Reproduce the listing from its beginning up to and including the line with "104, 209, 233, 221", scaling each bounding-box coordinate in the answers by 0.9 and rounding to whole numbers with halves rounded up, while leaving the requests unchanged. Leave the pictures out of your copy.
┌─ TASK DATA
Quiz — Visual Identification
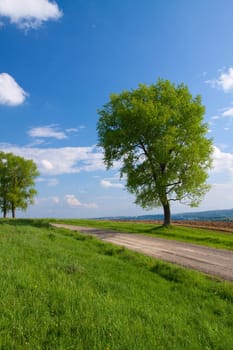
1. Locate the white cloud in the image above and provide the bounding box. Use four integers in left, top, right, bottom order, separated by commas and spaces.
0, 0, 62, 29
212, 146, 233, 175
206, 67, 233, 92
100, 179, 124, 188
28, 125, 67, 140
35, 196, 60, 205
0, 144, 105, 175
0, 73, 28, 106
64, 194, 97, 209
37, 177, 59, 187
222, 107, 233, 117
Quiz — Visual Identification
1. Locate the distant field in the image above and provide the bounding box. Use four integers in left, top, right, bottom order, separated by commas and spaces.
0, 220, 233, 350
52, 219, 233, 250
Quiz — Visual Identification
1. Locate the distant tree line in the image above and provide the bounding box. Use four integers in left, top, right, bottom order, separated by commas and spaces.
0, 152, 39, 218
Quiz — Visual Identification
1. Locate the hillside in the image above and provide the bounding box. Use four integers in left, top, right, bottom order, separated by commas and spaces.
104, 209, 233, 221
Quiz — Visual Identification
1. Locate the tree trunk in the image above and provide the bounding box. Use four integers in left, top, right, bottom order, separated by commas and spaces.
163, 201, 171, 226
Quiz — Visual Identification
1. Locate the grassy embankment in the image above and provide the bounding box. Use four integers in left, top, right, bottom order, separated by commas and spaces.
52, 219, 233, 250
0, 220, 233, 350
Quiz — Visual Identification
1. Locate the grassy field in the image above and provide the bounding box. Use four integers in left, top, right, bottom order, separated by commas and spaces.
0, 220, 233, 350
52, 219, 233, 250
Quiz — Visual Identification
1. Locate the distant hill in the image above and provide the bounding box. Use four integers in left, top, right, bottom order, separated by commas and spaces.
102, 209, 233, 221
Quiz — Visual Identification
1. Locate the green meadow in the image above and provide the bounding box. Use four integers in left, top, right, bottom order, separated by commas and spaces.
0, 220, 233, 350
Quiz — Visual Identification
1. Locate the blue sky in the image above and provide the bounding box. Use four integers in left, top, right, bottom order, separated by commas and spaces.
0, 0, 233, 217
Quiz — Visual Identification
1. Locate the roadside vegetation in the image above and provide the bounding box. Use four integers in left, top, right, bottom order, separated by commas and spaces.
0, 220, 233, 350
52, 219, 233, 250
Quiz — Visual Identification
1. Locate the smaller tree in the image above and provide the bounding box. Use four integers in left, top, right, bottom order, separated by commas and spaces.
0, 152, 39, 218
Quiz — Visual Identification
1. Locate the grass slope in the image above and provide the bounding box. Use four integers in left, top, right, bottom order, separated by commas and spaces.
51, 219, 233, 250
0, 220, 233, 350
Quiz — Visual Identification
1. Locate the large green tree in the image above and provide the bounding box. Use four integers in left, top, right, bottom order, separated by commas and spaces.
97, 79, 212, 225
0, 152, 39, 218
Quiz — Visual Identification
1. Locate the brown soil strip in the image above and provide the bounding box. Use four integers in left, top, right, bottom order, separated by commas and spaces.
52, 224, 233, 281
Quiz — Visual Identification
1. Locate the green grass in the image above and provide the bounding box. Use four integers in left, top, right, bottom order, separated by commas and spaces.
0, 220, 233, 350
51, 219, 233, 250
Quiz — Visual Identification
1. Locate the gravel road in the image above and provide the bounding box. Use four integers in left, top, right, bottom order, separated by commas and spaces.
52, 224, 233, 281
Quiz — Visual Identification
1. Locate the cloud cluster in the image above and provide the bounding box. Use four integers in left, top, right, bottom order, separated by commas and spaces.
28, 124, 79, 141
0, 73, 28, 106
28, 125, 67, 140
64, 194, 97, 209
0, 0, 62, 29
212, 146, 233, 175
0, 144, 105, 175
206, 67, 233, 92
100, 179, 124, 188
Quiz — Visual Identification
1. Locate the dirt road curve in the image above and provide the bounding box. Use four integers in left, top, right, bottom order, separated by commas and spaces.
53, 224, 233, 281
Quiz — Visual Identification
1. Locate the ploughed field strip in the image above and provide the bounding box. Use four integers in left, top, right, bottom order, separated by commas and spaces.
53, 224, 233, 281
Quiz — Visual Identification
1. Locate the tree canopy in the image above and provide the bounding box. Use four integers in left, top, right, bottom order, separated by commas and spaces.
0, 152, 39, 217
97, 79, 212, 225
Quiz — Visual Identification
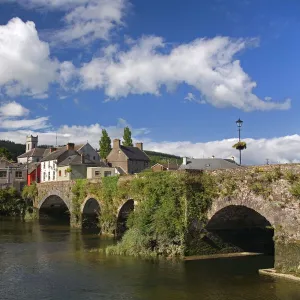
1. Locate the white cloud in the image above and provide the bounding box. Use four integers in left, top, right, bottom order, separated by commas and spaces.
184, 93, 206, 104
145, 135, 300, 165
0, 117, 49, 130
0, 101, 29, 118
12, 0, 128, 46
0, 101, 49, 130
80, 36, 291, 111
0, 18, 59, 96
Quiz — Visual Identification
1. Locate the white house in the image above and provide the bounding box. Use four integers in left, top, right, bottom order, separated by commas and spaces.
41, 143, 76, 182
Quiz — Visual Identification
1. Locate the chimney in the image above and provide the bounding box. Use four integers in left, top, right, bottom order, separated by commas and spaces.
135, 143, 143, 151
113, 139, 121, 149
67, 143, 75, 150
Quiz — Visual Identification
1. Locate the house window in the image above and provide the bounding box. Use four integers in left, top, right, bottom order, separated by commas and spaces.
16, 171, 23, 178
104, 171, 111, 177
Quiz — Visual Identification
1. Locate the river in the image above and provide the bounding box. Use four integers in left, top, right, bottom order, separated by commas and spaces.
0, 219, 300, 300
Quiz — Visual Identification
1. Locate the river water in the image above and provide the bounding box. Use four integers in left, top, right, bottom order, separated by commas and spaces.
0, 219, 300, 300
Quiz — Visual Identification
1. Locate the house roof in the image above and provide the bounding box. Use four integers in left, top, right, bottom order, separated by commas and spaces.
28, 162, 41, 174
179, 158, 240, 170
120, 146, 150, 161
58, 152, 108, 167
18, 148, 47, 158
151, 163, 179, 170
41, 146, 68, 161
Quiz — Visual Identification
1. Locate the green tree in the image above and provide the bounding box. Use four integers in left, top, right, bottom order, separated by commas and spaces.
0, 147, 12, 160
99, 129, 111, 159
123, 126, 133, 146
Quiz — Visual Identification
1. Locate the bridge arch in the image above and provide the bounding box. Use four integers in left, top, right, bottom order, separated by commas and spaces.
205, 198, 275, 255
116, 199, 135, 237
80, 194, 102, 228
38, 192, 70, 223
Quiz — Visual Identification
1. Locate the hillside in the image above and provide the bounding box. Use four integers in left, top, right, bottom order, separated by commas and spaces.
145, 150, 182, 166
0, 140, 25, 161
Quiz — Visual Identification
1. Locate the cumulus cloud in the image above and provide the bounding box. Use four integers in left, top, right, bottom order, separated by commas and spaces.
146, 135, 300, 165
11, 0, 128, 46
0, 101, 29, 118
184, 93, 206, 104
0, 101, 49, 130
80, 36, 291, 111
0, 18, 59, 97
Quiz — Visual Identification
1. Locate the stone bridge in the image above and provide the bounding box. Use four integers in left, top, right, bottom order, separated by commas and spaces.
34, 164, 300, 275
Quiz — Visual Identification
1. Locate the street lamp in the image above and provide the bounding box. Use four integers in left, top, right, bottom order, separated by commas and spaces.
235, 118, 243, 165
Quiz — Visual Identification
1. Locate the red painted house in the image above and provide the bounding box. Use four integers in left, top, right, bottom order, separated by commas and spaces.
27, 163, 41, 185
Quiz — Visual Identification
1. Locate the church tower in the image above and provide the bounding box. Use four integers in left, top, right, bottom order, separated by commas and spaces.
26, 135, 39, 152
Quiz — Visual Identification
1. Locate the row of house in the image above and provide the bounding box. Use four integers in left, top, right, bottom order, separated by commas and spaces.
18, 136, 150, 185
0, 136, 239, 190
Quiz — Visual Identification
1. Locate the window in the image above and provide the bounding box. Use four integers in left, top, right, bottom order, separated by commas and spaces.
16, 171, 23, 178
104, 171, 111, 177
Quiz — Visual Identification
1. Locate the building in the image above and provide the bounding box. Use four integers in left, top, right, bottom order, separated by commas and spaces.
56, 152, 106, 181
151, 163, 179, 172
27, 162, 41, 185
179, 157, 240, 170
41, 143, 77, 182
0, 157, 27, 191
106, 139, 150, 174
86, 165, 119, 179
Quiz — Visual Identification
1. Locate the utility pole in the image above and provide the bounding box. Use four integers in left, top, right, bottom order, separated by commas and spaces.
235, 118, 243, 166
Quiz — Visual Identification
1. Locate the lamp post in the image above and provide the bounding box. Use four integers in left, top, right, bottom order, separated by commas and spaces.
235, 118, 243, 165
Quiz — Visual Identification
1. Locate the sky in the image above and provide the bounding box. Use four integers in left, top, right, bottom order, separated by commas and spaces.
0, 0, 300, 165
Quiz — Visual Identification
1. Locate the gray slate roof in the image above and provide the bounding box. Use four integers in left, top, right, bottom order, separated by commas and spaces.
120, 146, 150, 161
58, 153, 108, 167
18, 148, 47, 158
41, 146, 68, 161
179, 158, 240, 170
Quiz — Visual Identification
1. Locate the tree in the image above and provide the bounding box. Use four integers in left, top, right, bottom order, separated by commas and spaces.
123, 127, 133, 146
0, 147, 12, 160
99, 129, 111, 159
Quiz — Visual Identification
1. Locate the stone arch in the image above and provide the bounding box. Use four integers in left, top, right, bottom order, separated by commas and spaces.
116, 199, 136, 236
207, 197, 280, 226
38, 192, 71, 223
80, 194, 102, 214
38, 191, 70, 211
80, 194, 102, 229
205, 197, 276, 255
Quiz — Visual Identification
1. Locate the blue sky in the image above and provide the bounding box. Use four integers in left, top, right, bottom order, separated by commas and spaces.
0, 0, 300, 164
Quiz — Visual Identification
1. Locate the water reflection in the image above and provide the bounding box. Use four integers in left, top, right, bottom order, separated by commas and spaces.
0, 219, 300, 300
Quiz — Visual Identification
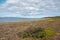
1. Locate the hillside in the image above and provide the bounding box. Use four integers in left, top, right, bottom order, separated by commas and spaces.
0, 16, 60, 40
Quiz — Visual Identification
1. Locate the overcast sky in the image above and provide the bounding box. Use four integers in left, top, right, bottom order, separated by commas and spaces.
0, 0, 60, 18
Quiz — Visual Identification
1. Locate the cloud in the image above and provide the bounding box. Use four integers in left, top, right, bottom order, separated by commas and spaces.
0, 0, 60, 16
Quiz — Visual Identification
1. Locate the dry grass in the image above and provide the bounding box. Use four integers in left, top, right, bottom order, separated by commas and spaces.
0, 17, 60, 40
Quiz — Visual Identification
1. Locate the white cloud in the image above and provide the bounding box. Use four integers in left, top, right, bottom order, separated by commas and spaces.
0, 0, 60, 16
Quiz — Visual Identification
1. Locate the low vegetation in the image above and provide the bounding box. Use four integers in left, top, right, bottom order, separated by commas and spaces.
18, 28, 56, 39
0, 16, 60, 40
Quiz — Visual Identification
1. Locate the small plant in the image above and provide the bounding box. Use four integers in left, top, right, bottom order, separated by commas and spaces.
19, 28, 55, 38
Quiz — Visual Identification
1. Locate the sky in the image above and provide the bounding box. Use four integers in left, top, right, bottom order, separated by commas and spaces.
0, 0, 60, 18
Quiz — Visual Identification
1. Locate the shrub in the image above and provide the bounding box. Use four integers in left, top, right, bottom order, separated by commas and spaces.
19, 28, 55, 38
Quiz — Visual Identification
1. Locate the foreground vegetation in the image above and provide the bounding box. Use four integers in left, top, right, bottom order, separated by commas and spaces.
0, 17, 60, 40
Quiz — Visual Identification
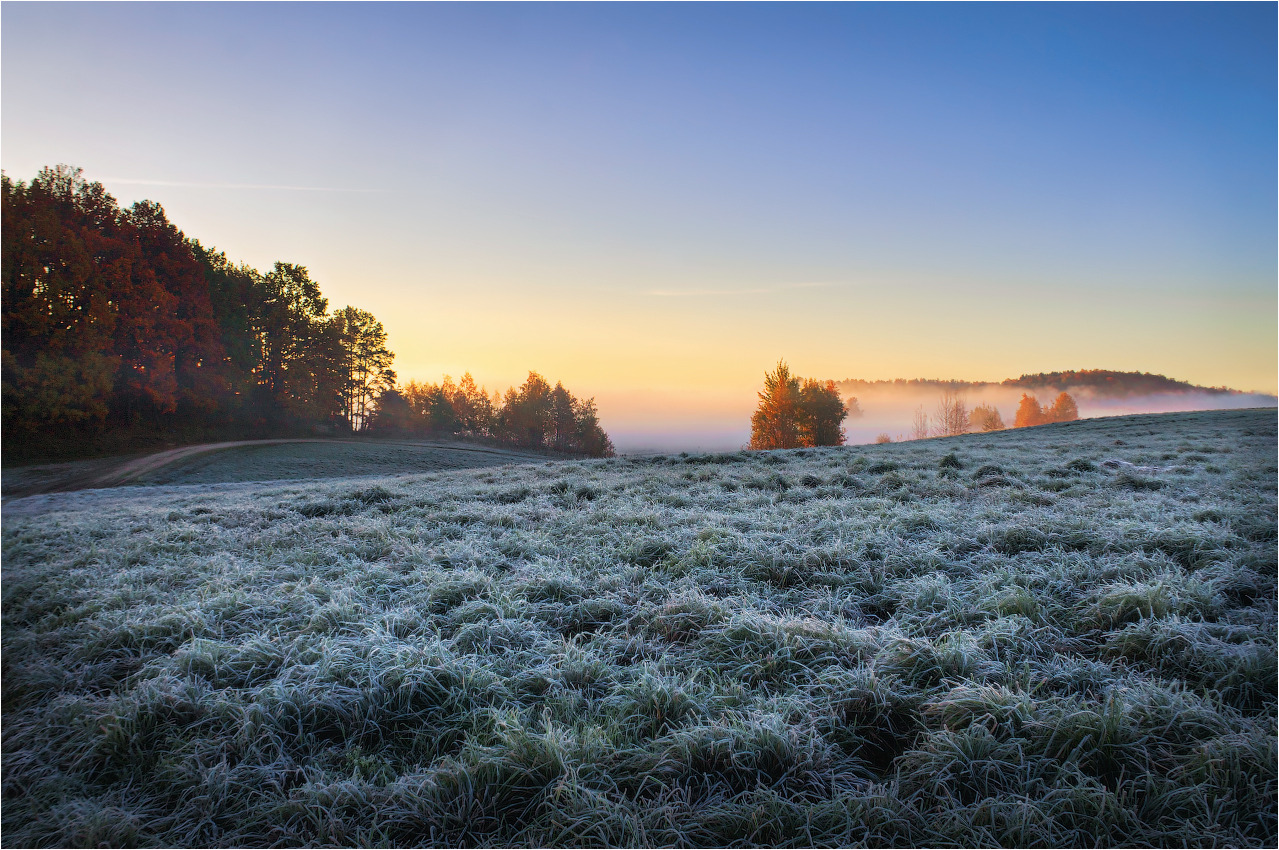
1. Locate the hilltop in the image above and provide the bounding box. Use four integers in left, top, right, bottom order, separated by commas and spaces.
0, 410, 1279, 846
836, 369, 1274, 399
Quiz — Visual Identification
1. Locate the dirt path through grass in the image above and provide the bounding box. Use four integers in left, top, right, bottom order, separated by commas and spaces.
3, 437, 542, 504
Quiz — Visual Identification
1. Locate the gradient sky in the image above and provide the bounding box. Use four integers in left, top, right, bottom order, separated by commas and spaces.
0, 1, 1279, 445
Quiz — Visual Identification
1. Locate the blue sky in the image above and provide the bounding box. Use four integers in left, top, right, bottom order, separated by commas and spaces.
0, 3, 1279, 447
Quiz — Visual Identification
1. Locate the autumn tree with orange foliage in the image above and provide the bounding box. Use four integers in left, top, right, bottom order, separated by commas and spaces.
749, 360, 856, 450
1013, 392, 1079, 428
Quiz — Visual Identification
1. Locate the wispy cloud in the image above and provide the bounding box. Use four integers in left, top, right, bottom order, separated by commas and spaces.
645, 281, 835, 298
98, 178, 384, 192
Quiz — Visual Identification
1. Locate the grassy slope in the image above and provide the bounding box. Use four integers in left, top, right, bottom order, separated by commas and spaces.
141, 440, 544, 484
3, 412, 1276, 846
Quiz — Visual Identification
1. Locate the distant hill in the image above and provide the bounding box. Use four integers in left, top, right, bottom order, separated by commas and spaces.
838, 369, 1263, 399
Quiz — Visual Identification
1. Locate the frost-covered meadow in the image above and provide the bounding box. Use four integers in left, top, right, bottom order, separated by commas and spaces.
3, 410, 1279, 846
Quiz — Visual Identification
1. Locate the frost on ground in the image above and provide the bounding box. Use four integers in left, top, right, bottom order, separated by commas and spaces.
3, 410, 1276, 846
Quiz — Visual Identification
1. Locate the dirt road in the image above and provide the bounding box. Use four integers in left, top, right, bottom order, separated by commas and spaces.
0, 437, 545, 502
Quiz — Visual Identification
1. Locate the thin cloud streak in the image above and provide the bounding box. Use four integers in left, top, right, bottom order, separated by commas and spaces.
645, 282, 835, 298
98, 178, 385, 192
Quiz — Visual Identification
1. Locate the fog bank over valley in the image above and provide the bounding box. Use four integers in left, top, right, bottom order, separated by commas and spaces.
601, 371, 1279, 454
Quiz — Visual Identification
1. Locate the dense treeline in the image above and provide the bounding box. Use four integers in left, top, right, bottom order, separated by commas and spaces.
0, 165, 613, 463
838, 369, 1239, 399
749, 360, 861, 450
0, 166, 395, 458
372, 372, 613, 458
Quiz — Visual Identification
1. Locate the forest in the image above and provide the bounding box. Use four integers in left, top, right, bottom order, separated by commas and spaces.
836, 369, 1241, 399
0, 165, 611, 463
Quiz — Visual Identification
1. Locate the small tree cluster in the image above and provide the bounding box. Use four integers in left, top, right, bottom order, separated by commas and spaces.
749, 360, 859, 450
375, 372, 613, 458
968, 404, 1004, 431
932, 390, 968, 437
1013, 392, 1079, 428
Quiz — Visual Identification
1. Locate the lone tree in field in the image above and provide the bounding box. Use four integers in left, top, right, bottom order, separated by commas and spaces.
749, 360, 848, 450
968, 404, 1004, 431
1013, 392, 1079, 428
1044, 392, 1079, 422
934, 390, 968, 437
911, 404, 932, 440
1013, 392, 1046, 428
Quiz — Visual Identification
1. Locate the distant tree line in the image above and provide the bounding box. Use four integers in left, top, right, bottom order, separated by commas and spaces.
0, 165, 611, 460
1013, 392, 1079, 428
372, 372, 614, 458
749, 360, 861, 450
838, 369, 1239, 399
905, 390, 1079, 442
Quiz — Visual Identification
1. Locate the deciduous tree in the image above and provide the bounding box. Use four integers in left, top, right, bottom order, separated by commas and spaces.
1013, 392, 1045, 428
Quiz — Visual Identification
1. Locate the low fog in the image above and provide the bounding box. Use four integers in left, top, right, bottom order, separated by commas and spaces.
601, 385, 1276, 454
844, 385, 1276, 444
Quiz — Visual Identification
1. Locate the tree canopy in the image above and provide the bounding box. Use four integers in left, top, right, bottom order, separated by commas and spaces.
0, 165, 613, 458
749, 360, 856, 450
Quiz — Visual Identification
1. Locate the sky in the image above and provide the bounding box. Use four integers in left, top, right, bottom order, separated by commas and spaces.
0, 0, 1279, 447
└─
RESULT OF THE EXERCISE ▸
Quiz — Visual Identification
1. Locate the white cloud in the image above and provide the bounding box. Use four integers in left, top, right, bottom order, separated by commas and spaces.
0, 0, 56, 26
191, 131, 210, 158
185, 60, 210, 83
90, 161, 112, 169
25, 113, 60, 126
32, 176, 54, 185
0, 130, 95, 158
0, 66, 25, 95
58, 175, 87, 188
33, 159, 53, 168
200, 96, 210, 105
Quiz — Visual Identification
1. Locate the distant field in the image above and provide the bounding box. Use four integers in left, top, right, bottom order, separated by commas and spaces.
0, 198, 210, 315
47, 197, 210, 225
Quiz — Visual Identification
1. Locate the distant tree line in the image above and provide the bounding box. Use four integers in left, top, right, bottom order, separated by commas and spaces.
0, 137, 35, 196
Quiz — Visual Identification
1. Locate the hillside in the image above and provide the bounding box. Use four integers in left, top, right, bottom order, separated by commas and spaces.
94, 188, 210, 199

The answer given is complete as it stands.